**WHAT THE TASK REQUIRES:**
Output nothing but the lines from the line with "Could you kindly annotate the curry" through the end of the listing below, both ends included.

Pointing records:
☆ ☆ ☆

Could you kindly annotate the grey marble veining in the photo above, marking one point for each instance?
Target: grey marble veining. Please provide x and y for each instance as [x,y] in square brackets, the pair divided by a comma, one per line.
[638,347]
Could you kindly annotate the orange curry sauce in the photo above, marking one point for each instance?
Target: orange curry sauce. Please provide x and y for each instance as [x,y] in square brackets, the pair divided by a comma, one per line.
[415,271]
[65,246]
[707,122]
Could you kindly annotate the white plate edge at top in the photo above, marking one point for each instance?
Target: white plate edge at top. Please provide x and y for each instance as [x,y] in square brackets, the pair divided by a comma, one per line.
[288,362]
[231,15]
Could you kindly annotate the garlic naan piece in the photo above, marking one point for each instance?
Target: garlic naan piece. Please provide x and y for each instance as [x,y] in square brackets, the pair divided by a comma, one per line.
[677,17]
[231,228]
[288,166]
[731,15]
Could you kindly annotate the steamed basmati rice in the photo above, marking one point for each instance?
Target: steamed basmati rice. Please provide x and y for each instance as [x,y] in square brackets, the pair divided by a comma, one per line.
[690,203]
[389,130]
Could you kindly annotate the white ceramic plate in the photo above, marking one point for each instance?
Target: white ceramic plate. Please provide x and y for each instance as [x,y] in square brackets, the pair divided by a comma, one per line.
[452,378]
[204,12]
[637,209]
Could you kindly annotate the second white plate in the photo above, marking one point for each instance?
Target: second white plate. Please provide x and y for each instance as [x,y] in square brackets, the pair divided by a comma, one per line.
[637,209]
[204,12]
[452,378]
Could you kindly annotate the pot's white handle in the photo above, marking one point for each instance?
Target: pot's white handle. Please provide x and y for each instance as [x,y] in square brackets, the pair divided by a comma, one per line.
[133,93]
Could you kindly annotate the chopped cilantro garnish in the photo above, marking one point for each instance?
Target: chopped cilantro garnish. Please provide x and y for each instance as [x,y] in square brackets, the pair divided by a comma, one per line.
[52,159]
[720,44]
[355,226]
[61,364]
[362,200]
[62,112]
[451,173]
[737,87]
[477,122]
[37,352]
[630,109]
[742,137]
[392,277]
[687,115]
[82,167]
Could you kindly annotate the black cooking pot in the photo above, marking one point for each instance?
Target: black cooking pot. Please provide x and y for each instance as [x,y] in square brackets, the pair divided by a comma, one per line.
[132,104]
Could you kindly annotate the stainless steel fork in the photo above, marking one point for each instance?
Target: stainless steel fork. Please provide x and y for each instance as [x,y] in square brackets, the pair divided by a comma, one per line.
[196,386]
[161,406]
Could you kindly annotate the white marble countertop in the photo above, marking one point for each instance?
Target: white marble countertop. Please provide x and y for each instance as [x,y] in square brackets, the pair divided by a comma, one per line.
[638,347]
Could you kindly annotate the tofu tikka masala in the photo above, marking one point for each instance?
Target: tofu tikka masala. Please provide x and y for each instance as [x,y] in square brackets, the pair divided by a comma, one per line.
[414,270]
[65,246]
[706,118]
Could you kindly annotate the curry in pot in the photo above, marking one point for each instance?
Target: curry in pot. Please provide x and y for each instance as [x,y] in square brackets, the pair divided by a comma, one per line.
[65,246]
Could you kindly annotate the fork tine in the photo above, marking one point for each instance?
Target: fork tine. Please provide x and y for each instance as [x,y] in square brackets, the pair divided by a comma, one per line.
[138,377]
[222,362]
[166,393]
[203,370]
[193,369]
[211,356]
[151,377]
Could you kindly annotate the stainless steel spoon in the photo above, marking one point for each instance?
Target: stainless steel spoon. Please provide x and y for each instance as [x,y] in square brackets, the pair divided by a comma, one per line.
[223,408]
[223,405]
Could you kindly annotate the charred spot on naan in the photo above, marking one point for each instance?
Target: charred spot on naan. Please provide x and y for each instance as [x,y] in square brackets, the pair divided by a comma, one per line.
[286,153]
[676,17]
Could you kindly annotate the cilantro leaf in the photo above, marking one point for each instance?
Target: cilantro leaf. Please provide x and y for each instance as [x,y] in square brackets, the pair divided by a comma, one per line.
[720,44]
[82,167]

☆ ☆ ☆

**ANSWER TO THE EXERCISE:**
Could you kindly annotate the curry in pot in the photo above, marking one point for each instance?
Target: curry in pot. Please provide x and y for each instance as [x,y] in square brackets, the pair divided by a comma, one per line.
[65,246]
Could you kindly annotate the fork tine in the photo above, marking one point for each instance?
Target: fork tine. Please provide x and y for each instance as [x,y] in square brackets, the pair divided by a comma, one per line.
[138,377]
[222,362]
[166,393]
[203,370]
[193,369]
[211,356]
[151,377]
Could you kindly annotate the stainless steel spoon in the photo above, marking one point for each instance?
Target: stainless steel spoon. Please provide x and y for each instance as [x,y] in square brackets, the pair divided by a comma, one per line.
[223,408]
[223,405]
Could you kindly annotate the charred spot on naan in the photo above, marking one point for each instance?
Target: charred spot on naan. Please provide x and y for each instance as [x,y] in square brackets, the pair divided by a comma, one per line.
[286,153]
[676,17]
Could you kindly annotate the cilantro leaf in the photo above, marking one point for each instance?
Target: cilantro leaf. Please provide x and y for each instance as [x,y] in square brackets, the pair divided by a comma, one per line.
[720,44]
[82,167]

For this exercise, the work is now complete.